- What to produce -
Extract every line of text from the listing below, copying each one word for word. Leave the pictures out of your answer.

- Records pointing at named objects -
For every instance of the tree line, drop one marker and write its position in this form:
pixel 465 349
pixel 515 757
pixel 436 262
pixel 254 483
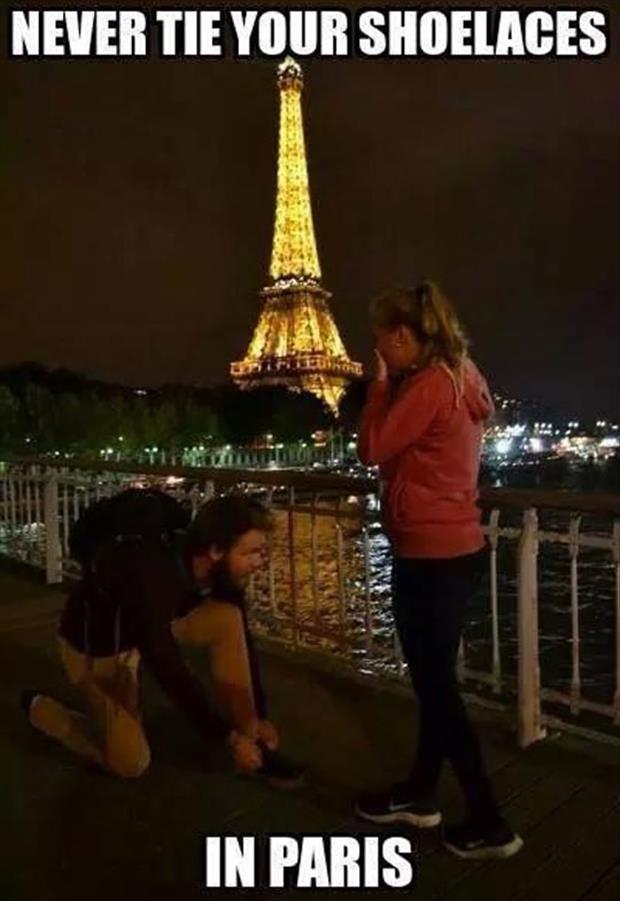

- Final result -
For every instance of the tree line, drop one marker and write its position in this form:
pixel 465 349
pixel 515 757
pixel 436 262
pixel 254 483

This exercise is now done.